▸ Task instructions:
Beginning with the line where "For every instance of the wooden easel" appears, retype every remaining line of the data below, both the first and last included.

▸ Raw records:
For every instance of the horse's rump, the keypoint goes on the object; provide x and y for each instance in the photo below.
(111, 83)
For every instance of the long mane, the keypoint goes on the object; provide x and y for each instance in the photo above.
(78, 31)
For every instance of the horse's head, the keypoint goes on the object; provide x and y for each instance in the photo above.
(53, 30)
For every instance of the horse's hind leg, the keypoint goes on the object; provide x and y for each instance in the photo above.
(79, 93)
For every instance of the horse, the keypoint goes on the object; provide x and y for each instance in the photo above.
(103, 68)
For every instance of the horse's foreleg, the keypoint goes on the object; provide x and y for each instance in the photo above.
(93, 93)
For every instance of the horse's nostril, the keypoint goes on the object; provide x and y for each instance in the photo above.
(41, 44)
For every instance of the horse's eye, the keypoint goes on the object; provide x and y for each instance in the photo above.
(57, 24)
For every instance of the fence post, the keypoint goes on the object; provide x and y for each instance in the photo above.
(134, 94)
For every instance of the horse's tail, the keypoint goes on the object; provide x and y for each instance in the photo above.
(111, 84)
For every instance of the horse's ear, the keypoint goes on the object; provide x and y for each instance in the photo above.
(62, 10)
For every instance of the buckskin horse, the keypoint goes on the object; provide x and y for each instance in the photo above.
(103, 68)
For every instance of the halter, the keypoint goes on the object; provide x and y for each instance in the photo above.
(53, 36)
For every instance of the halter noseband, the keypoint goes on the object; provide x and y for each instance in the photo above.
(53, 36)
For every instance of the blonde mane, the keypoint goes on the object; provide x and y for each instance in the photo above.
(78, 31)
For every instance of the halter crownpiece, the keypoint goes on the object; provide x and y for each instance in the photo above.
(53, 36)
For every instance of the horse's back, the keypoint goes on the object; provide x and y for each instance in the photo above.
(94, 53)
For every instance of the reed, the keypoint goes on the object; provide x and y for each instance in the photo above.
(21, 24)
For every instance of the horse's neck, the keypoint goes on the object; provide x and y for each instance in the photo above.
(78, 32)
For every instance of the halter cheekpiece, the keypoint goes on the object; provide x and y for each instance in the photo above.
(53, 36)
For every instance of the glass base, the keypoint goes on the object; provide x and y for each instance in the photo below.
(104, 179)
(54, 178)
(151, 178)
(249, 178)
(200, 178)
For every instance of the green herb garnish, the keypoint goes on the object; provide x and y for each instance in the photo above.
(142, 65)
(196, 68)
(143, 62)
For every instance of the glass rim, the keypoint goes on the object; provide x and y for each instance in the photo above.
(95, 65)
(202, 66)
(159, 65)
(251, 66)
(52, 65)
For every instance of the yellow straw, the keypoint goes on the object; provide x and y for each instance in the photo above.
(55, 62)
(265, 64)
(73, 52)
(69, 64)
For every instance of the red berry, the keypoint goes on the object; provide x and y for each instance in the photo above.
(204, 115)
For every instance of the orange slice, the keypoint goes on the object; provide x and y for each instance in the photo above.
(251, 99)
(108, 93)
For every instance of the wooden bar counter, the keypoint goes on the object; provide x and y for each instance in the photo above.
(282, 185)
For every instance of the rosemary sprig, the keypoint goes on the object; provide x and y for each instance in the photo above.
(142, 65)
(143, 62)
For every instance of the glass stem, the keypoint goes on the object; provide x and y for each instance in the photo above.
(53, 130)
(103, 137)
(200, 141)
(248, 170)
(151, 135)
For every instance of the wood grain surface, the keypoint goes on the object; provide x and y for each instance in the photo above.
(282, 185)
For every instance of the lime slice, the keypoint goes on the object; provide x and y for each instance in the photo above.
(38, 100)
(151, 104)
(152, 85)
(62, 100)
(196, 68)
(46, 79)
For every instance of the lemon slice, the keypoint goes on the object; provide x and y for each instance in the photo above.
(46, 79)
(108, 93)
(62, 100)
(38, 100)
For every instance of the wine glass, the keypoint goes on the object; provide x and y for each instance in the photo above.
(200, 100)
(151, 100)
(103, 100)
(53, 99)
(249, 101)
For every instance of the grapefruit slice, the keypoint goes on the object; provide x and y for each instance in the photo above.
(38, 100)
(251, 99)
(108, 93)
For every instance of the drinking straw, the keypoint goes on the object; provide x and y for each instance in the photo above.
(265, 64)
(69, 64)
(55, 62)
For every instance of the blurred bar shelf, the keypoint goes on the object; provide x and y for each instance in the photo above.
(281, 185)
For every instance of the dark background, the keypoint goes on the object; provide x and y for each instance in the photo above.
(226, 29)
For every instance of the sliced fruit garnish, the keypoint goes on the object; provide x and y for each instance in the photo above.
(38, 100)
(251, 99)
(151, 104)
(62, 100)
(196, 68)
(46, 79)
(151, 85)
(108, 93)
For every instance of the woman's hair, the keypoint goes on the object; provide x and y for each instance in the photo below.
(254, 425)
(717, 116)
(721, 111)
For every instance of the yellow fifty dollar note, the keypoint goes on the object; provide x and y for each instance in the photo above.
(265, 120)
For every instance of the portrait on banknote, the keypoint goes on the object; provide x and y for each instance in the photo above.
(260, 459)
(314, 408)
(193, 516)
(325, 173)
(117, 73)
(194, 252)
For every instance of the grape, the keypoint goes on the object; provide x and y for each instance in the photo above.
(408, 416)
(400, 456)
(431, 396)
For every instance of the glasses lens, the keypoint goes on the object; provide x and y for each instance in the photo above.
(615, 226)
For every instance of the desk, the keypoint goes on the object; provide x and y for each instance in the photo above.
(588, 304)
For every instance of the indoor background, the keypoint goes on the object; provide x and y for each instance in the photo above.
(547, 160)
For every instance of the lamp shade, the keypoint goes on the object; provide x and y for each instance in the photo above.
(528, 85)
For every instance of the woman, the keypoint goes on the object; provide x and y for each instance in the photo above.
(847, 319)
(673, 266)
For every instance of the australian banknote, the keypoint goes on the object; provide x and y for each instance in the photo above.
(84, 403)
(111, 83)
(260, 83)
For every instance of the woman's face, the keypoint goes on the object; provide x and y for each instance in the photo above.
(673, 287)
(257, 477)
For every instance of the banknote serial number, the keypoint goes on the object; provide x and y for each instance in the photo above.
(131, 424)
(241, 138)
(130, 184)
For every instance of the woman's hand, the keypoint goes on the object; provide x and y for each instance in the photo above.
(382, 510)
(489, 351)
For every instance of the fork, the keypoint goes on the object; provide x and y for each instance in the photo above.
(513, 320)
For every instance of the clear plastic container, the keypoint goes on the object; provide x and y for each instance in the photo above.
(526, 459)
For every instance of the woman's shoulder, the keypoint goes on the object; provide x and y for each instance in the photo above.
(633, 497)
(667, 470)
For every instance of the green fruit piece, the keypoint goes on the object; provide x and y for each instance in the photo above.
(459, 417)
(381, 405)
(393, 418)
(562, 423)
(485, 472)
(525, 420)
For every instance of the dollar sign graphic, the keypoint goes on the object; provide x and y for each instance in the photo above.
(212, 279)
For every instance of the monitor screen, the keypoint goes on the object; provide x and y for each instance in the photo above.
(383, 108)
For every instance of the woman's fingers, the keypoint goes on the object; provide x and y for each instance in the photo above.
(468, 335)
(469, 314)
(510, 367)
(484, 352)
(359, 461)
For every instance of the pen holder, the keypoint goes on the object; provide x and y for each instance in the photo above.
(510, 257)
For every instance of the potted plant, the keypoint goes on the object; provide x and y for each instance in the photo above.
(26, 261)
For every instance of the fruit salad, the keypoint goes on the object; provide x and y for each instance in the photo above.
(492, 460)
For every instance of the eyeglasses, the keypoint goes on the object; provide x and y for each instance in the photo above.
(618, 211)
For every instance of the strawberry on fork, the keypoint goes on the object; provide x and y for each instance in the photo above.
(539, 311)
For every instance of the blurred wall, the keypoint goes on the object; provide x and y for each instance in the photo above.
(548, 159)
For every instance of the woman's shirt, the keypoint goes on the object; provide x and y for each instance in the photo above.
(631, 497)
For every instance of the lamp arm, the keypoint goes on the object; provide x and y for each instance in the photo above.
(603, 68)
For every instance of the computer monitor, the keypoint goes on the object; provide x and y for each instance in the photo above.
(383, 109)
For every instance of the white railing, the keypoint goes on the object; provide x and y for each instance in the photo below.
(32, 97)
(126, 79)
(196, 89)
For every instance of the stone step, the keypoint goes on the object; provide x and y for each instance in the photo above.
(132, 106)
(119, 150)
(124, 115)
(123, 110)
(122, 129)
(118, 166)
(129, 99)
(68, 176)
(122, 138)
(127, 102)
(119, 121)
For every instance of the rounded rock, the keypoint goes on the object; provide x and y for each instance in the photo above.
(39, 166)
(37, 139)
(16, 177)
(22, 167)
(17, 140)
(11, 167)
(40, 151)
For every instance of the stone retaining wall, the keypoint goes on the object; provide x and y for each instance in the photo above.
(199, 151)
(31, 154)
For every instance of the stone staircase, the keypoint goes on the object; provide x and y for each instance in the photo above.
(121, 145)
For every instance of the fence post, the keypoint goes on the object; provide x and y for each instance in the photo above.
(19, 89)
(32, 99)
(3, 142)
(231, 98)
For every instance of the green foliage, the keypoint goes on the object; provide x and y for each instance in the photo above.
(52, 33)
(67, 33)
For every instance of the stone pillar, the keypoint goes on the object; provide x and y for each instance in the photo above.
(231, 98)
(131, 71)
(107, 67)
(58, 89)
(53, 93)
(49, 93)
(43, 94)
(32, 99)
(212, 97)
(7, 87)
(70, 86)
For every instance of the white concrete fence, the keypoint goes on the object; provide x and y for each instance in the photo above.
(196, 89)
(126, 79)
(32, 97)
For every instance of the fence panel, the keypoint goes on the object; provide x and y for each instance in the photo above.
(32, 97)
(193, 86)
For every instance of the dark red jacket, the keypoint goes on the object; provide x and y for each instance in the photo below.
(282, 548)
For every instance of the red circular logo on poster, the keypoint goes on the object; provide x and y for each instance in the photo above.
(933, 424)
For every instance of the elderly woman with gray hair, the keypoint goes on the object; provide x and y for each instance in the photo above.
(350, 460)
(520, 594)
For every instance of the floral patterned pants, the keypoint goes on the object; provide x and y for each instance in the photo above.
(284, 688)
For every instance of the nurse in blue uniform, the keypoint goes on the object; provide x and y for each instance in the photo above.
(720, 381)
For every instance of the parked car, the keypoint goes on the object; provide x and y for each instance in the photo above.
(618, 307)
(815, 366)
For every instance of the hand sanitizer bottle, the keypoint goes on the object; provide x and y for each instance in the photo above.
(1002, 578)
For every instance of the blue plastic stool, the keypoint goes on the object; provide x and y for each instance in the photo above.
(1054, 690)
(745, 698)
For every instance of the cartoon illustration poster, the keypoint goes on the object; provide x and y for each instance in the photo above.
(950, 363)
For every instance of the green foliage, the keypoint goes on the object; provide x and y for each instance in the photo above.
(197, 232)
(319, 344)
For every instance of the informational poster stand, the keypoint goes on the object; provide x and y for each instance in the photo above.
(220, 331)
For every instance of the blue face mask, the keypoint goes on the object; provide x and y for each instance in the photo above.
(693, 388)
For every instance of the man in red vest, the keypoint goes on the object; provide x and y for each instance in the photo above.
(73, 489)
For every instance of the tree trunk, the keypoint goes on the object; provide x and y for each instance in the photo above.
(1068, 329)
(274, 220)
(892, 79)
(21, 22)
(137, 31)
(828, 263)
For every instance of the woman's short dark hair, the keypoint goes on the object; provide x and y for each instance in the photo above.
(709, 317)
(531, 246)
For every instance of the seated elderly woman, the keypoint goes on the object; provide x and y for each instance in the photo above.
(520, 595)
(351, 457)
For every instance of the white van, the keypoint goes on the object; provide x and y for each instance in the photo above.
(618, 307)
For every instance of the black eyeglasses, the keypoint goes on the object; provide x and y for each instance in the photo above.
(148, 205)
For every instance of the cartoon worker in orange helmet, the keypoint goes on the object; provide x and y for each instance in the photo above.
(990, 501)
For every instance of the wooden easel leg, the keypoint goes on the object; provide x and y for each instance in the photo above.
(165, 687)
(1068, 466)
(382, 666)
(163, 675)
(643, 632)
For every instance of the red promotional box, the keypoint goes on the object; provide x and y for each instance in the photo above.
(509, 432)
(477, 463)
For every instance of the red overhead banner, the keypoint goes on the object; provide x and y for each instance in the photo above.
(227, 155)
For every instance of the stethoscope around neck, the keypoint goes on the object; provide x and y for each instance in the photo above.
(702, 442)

▸ Complete answer:
For every instance of the wooden easel leg, the keypoint goes on the object; provide x and y for each instance in the photo above.
(165, 687)
(1068, 466)
(382, 666)
(163, 675)
(643, 632)
For every instance of the red promotional box, the keypoint goes on the object; provide x and y for each instance in the photo above.
(509, 432)
(477, 463)
For every instance of the red overhead banner, the keypoint goes on the object; provide x and y for each instance in the photo above.
(227, 155)
For every instance of the stethoscope around neck, the keypoint goes on the object; provide x and y for each instance in the photo above.
(702, 442)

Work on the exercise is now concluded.